## [TEXT EXCERPT]

---------------

In fact, the Democrats have a dual slogan: "there is no alternative to deep program cuts and economic concessions from public workers, unions, and pensions — but the Republicans’ proposal is even worse than ours." Thus, in California, Jerry Brown’s budget called for $12.5 billion in cuts and an equal amount from extending for another five years a "temporary" package of regressive taxes adopted under his predecessor (Republican Arnold Schwarzenegger), while the state’s Republicans proposed to get the entire $25 billion from cuts. Along these same lines, Wisconsin Democrats went along with Republican Walker’s proposals for economic cuts and concessions, but balked at his outright union-busting proposals. In state after state, variants of this scenario are being played out (Indiana, Ohio, Tennessee, Idaho, and Oklahoma) played out, as Democrats advocated program cuts and wage and benefit concessions while Republicans pushed for more onerous cuts and for stripping unions of collective bargaining and job protections.
Ominously, in several states the Democrats initiated union-busting legislation—just slightly less onerous than the Republican proposals. In liberal Massachusetts, the Democratic majority in the state assembly voted to restrict health care bargaining rights for public workers. In Connecticut Democratic leaders in the state legislature supported a bill that would strip college faculty of bargaining rights by reclassifying them as managers. In Illinois the Democratic-dominated state legislature proposed and adopted legislation restricting teachers’ bargaining rights, seniority and job security, and right to strike.
We Are Not Broke
Despite the ubiquitous calls for shared sacrifice, it is hardly a secret that not everyone is sacrificing. Certainly not the "financial services industry" (aka Wall Street and the big banks) whose pre-tax profits are now 60 percent higher than they were before the onset of the 2008-9 Great Recession (which hasn’t stopped them from holding onto $2 trillion of the bailout loans). Not the rich, as Obama and Congress extended the Bush tax cuts that lower taxes for the wealthiest 2 percent and exempt estates worth as much as $5 million from inheritance tax.

---------------

(Annotated photo localization data)
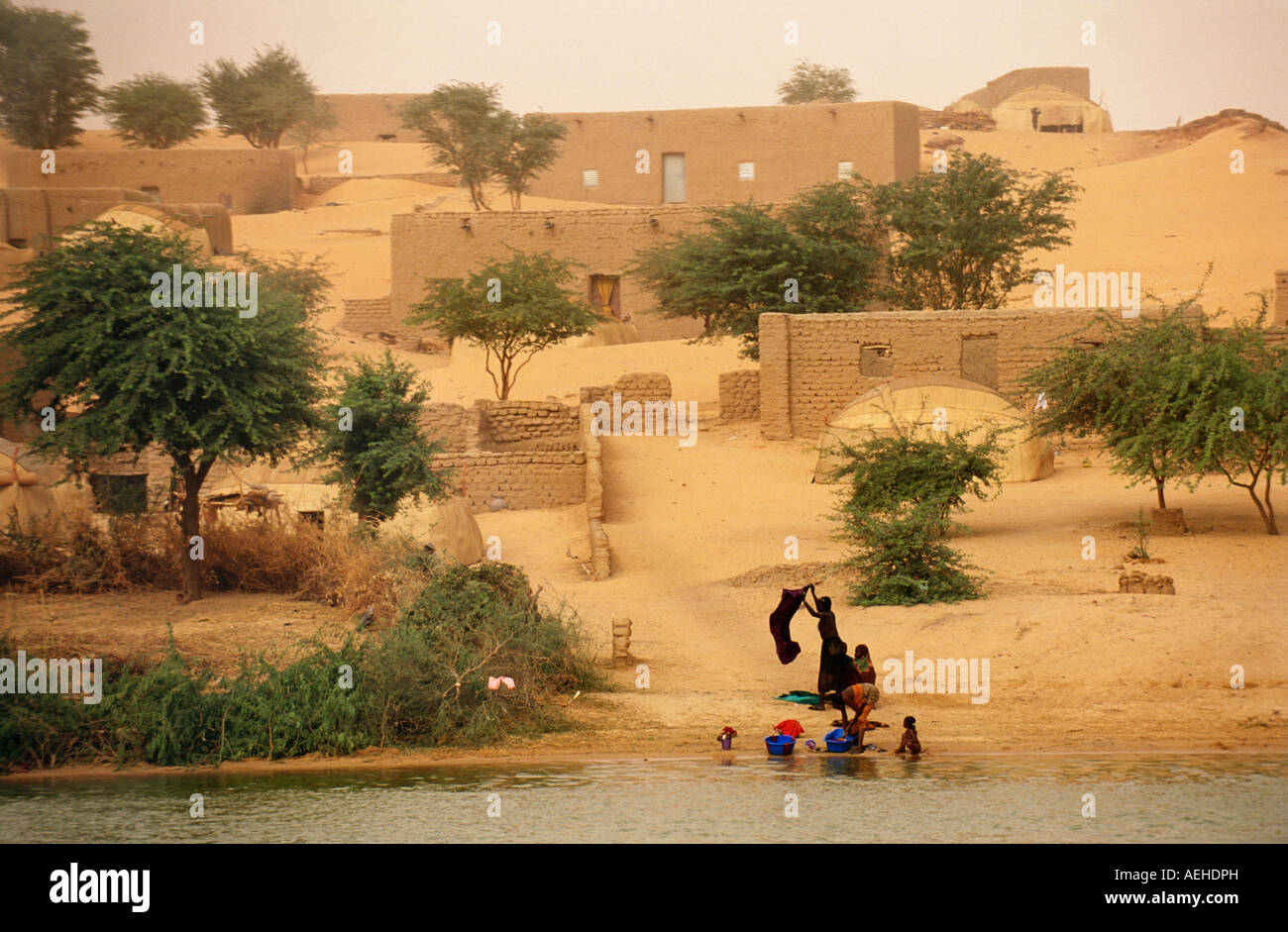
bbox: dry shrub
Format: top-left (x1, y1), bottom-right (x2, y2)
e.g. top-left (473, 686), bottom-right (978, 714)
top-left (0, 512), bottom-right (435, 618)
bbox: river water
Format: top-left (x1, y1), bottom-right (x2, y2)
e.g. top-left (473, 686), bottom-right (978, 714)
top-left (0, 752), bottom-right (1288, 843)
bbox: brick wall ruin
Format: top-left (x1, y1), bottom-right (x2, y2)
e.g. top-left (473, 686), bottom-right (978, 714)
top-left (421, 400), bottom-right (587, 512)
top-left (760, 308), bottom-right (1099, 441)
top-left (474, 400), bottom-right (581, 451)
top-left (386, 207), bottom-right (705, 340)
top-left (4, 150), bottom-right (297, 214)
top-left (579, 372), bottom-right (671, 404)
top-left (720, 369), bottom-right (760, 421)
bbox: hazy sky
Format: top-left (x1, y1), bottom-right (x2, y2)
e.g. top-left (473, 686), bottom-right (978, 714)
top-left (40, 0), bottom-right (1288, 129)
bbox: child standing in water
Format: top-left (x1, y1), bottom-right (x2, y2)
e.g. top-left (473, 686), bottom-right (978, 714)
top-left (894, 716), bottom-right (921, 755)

---------------

## [INSTRUCTIONS]
1. According to the text excerpt, how much in cuts did Jerry Brown's budget call for?
2. Write out the text excerpt from "We Are Not Broke" to "from inheritance tax.", swapping "Great Recession" for "financial crisis".
You won't need the data for this.

## [PER-TASK ANSWERS]
1. $12.5 billion.

2.
We Are Not Broke
Despite the ubiquitous calls for shared sacrifice, it is hardly a secret that not everyone is sacrificing. Certainly not the "financial services industry" (aka Wall Street and the big banks) whose pre-tax profits are now 60 percent higher than they were before the onset of the 2008-9 financial crisis (which hasn’t stopped them from holding onto $2 trillion of the bailout loans). Not the rich, as Obama and Congress extended the Bush tax cuts that lower taxes for the wealthiest 2 percent and exempt estates worth as much as $5 million from inheritance tax.